[Start of DOCUMENT PASSAGE]
Previously, we have talked about 2 of the Decision Tree Algorithms:
1. Gini Index (while implementing CART – Classification)
2. ID3 – Iterative Dichotomiser 3 (while implementing CART – Regression)
There are a few more algorithms that you need to be aware of.
In this blog, we are going to learn about those algorithms and do a comparative study of all these algorithms.
In this post, you’ll learn
1. What is C4.5 algorithm
2. What is C5.0 algorithm
3. How are the above 2 algorithms different from each other
4. Which algorithm is better and why: ID3, C4.5, C5.0
If you would like to recap what Gini Index was about, visit: https://insightimi.wordpress.com/2020/03/08/classification-and-regression-tree/ and scroll to “What is Gini Index?”
And for ID3, visit: https://insightimi.wordpress.com/2020/03/15/cart-regression-tree-from-scratch-with-a-hands-on-examplein-r/ and scroll to “What are Greedy Learners?”
Before diving straight into C4.5, we urge you to visit and read the blog on CART – Regression Tree. (https://insightimi.wordpress.com/2020/03/15/cart-regression-tree-from-scratch-with-a-hands-on-examplein-r/)
It will give you more clarity on the topics like:
1. Greedy Learners
2. Entropy
3. Information Gain
4. Gain Ratio
5. SplitInfo
These topics are utmost important to be clear in your mind before proceeding further.
C4.5 Algorithm
ID3 is the most common decision tree algorithm these days. It was developed by Ross Quinlan in 1986. It creates a multi-way tree. In ID3, we first “greedily” find the categorical variable for every node which will yield the largest “information gain” for categorical features. After that, the trees are grown to their maximum size followed by which, a “pruning” step is applied (mostly) to improve the ability of the tree so that it can be applied to unseen data.
C4.5 is the successor to the ID3 algorithm. It was also developed by Ross Quinlan. It would be safe to say that C4.5 is an evolution of ID3.
[End of DOCUMENT PASSAGE]
[Start of SUPPLIED RECORDS]
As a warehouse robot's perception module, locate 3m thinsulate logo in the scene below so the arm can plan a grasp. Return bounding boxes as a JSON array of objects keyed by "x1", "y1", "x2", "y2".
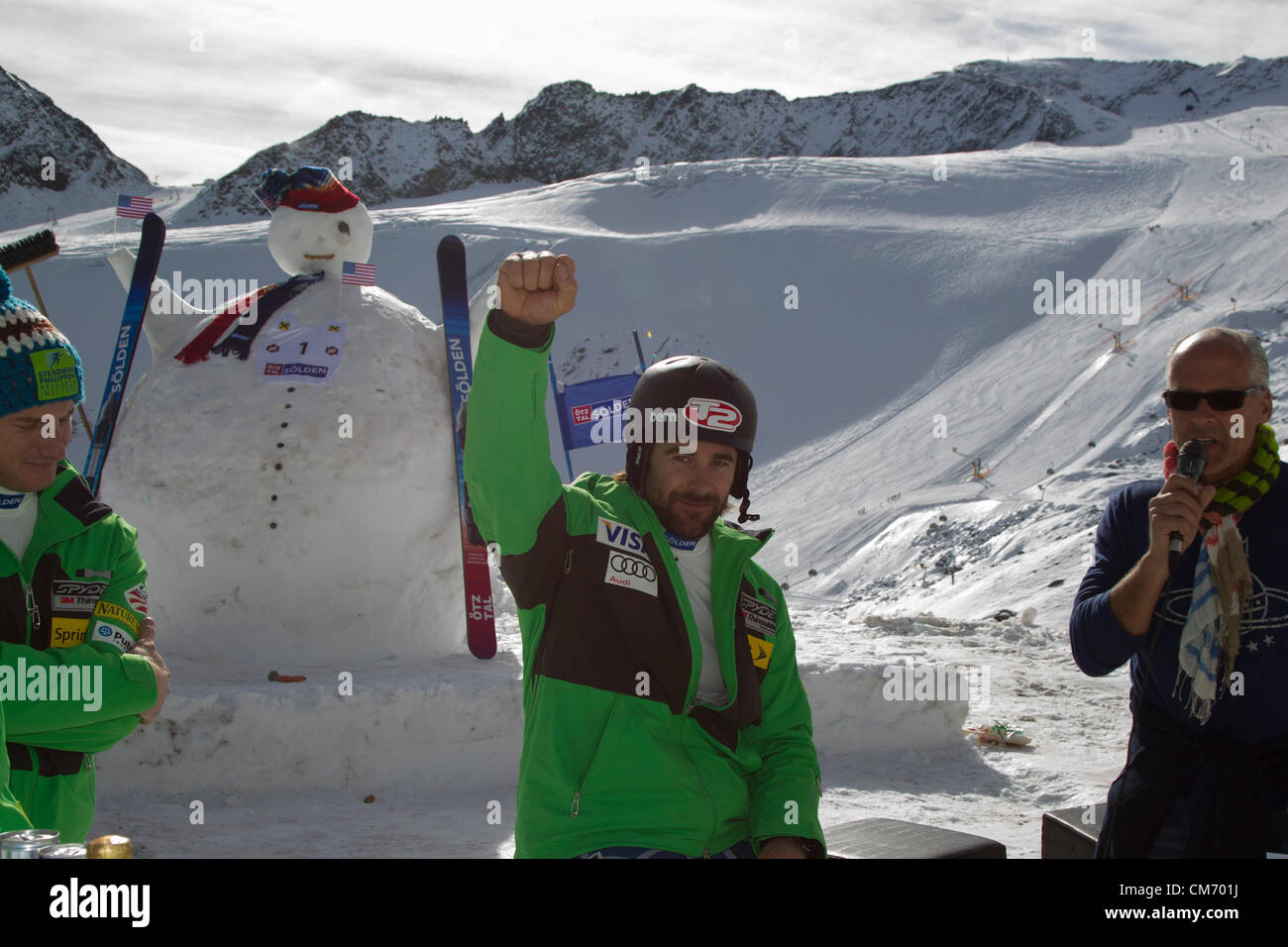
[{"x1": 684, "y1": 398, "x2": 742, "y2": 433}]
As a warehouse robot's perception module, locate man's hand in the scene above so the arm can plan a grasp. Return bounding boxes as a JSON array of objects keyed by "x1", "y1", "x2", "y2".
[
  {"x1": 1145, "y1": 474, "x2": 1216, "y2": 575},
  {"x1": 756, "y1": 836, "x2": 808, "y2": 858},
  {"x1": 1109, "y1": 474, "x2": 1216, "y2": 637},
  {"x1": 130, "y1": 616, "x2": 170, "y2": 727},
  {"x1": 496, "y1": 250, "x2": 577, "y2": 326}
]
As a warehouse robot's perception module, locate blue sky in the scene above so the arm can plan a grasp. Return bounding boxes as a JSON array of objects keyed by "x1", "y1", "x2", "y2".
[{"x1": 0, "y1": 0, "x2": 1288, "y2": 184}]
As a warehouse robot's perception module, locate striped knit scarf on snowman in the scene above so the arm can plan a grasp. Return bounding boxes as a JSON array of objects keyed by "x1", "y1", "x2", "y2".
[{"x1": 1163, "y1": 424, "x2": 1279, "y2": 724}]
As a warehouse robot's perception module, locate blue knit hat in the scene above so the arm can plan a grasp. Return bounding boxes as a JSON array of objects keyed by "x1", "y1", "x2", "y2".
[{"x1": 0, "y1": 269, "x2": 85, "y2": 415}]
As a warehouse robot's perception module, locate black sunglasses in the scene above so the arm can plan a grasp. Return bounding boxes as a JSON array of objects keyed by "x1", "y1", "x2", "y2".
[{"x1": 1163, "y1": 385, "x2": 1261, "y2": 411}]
[End of SUPPLIED RECORDS]
[Start of SUPPLIED RECORDS]
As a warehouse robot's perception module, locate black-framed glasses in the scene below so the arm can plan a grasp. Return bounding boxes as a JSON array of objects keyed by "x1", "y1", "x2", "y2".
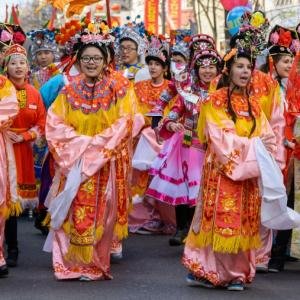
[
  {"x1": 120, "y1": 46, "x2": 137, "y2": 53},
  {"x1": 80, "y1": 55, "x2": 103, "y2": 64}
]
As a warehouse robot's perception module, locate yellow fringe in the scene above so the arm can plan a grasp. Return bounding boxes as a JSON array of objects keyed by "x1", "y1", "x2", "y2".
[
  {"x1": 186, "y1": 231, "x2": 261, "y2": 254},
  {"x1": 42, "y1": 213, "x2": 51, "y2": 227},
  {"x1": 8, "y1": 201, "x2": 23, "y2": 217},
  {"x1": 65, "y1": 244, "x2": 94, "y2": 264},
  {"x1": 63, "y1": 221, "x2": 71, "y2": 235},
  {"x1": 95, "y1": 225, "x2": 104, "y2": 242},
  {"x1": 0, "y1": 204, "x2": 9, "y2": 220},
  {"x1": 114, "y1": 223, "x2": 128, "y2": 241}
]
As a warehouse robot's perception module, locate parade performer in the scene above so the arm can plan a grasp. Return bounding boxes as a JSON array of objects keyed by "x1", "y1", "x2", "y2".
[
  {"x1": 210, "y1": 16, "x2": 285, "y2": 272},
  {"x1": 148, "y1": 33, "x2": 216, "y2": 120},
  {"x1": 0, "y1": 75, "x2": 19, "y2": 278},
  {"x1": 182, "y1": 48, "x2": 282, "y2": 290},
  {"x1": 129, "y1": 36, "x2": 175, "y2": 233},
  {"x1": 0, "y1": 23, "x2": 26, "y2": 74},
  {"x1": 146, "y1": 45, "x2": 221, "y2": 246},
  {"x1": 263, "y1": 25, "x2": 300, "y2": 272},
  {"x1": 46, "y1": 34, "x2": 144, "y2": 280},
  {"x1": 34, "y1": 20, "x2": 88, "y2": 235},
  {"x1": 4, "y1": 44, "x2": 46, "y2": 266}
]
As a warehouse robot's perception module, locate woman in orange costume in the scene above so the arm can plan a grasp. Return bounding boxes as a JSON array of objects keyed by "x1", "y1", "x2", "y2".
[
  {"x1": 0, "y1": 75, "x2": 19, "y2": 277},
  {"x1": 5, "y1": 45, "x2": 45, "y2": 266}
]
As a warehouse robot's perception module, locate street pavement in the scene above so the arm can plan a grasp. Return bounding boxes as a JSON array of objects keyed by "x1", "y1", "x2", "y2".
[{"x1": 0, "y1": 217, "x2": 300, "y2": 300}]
[End of SUPPLIED RECORDS]
Repeat word for word the part of the decision tree text from "Previously, we have" up to and including "be aware of.".

## EXPECTED OUTPUT
Previously, we have talked about 2 of the Decision Tree Algorithms:
1. Gini Index (while implementing CART – Classification)
2. ID3 – Iterative Dichotomiser 3 (while implementing CART – Regression)
There are a few more algorithms that you need to be aware of.